**Supplied material**
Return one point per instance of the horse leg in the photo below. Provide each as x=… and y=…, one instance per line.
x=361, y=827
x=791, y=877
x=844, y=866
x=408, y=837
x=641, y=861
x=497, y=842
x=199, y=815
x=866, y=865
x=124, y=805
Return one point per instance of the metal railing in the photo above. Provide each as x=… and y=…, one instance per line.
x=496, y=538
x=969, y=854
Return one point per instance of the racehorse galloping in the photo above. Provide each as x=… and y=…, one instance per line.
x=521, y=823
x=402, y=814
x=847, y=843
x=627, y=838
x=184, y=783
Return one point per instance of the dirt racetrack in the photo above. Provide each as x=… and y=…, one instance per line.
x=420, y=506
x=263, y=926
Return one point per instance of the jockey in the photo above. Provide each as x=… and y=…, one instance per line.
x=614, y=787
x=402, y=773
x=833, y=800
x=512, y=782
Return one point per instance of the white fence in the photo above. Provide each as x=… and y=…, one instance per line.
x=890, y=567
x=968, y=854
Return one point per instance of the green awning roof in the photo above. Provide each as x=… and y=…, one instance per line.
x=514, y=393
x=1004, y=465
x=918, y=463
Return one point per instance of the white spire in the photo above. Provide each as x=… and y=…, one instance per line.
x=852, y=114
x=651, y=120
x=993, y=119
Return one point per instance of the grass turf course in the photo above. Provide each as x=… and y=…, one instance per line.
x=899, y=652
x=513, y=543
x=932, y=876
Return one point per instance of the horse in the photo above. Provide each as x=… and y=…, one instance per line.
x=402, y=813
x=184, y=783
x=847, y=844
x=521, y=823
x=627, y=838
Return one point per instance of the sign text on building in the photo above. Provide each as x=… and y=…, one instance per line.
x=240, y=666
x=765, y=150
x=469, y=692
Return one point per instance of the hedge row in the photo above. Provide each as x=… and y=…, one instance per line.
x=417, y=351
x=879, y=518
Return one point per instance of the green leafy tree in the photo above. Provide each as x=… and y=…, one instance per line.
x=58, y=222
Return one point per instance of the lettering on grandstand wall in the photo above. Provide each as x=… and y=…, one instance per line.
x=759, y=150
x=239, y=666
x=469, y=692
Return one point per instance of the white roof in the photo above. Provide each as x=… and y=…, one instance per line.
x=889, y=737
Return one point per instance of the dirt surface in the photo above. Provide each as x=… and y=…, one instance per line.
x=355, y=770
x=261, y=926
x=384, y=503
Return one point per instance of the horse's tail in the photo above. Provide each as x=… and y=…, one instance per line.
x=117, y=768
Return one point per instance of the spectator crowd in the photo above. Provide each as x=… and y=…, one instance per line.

**Work instructions**
Render every line of the records above as a Markdown table with columns "No." and "Text", numbering the lines in order and leaving out any blank ones.

**Solution to the exercise**
| No. | Text |
|---|---|
| 1 | Return one point per instance of the horse leg in the photo below. Provide each as x=… and y=…, one instance per line. |
| 2 | x=361, y=827 |
| 3 | x=791, y=877 |
| 4 | x=844, y=866 |
| 5 | x=408, y=837 |
| 6 | x=641, y=861 |
| 7 | x=497, y=842 |
| 8 | x=199, y=815 |
| 9 | x=866, y=865 |
| 10 | x=124, y=805 |
| 11 | Return one point per instance of the metal railing in the photo above. Provide each as x=… and y=…, one instance per line. |
| 12 | x=496, y=538 |
| 13 | x=969, y=854 |
| 14 | Return one point per instance of the racehorse galloping in the photo above. Provide each as x=… and y=…, one instance per line. |
| 15 | x=521, y=823 |
| 16 | x=402, y=814 |
| 17 | x=847, y=843 |
| 18 | x=627, y=838 |
| 19 | x=184, y=783 |
| 20 | Return one point per instance of the dirt racetrack in the photo above. Provide each as x=… and y=…, one instance per line. |
| 21 | x=420, y=506 |
| 22 | x=263, y=926 |
| 23 | Return one point per instance of the jockey in the photo above. Provide each as x=… and y=…, one instance per line. |
| 24 | x=614, y=787 |
| 25 | x=402, y=773 |
| 26 | x=833, y=800 |
| 27 | x=512, y=782 |
| 28 | Return one point per instance of the white fence in the photo above. Provide each as x=… and y=…, one instance per line. |
| 29 | x=890, y=567 |
| 30 | x=968, y=854 |
| 31 | Return one point per instance of the green awning roof in the photo above. Provide each as x=… and y=…, one instance per line. |
| 32 | x=514, y=393 |
| 33 | x=1004, y=465 |
| 34 | x=918, y=463 |
| 35 | Return one point per instance of the white spire in the photo above. Provide each as x=… and y=…, one instance per line. |
| 36 | x=852, y=114 |
| 37 | x=651, y=120 |
| 38 | x=993, y=119 |
| 39 | Return one point per instance of the grass turf course in the photo above. Provide each as x=… and y=…, one instance per line. |
| 40 | x=899, y=652 |
| 41 | x=513, y=543 |
| 42 | x=932, y=876 |
| 43 | Return one point per instance of the horse in the photo above. Provide each as x=… and y=…, one instance per line. |
| 44 | x=402, y=813 |
| 45 | x=184, y=783 |
| 46 | x=847, y=844 |
| 47 | x=521, y=823 |
| 48 | x=627, y=838 |
| 49 | Return one point per instance of the sign text on building in the photo above. Provide each as x=… and y=…, one instance per line. |
| 50 | x=240, y=666 |
| 51 | x=765, y=150 |
| 52 | x=469, y=692 |
| 53 | Return one point per instance of the hedge row in the photo above. Provide each as x=… and y=…, one instance per line. |
| 54 | x=417, y=351 |
| 55 | x=879, y=518 |
| 56 | Return one point per instance of the green leafy tree in the photo above. Provide each as x=… and y=…, one instance per line. |
| 57 | x=58, y=222 |
| 58 | Return one point per instance of the lettering on grandstand wall in the photo above. Provide each as x=… and y=…, one instance per line. |
| 59 | x=759, y=150 |
| 60 | x=239, y=666 |
| 61 | x=469, y=692 |
| 62 | Return one point per instance of the white roof in the photo above. Provide each as x=… and y=…, one instance per line. |
| 63 | x=889, y=737 |
| 64 | Return one point per instance of the dirt surface in the photo above. Provide each as x=… and y=…, one instance per line. |
| 65 | x=355, y=770 |
| 66 | x=261, y=926 |
| 67 | x=384, y=503 |
| 68 | Return one point per instance of the horse's tail in the photo above. Provide each as x=… and y=…, one instance per line. |
| 69 | x=117, y=768 |
| 70 | Return one point per instance of the spectator crowd in the photo above. Provide each as x=… and y=…, one instance per line. |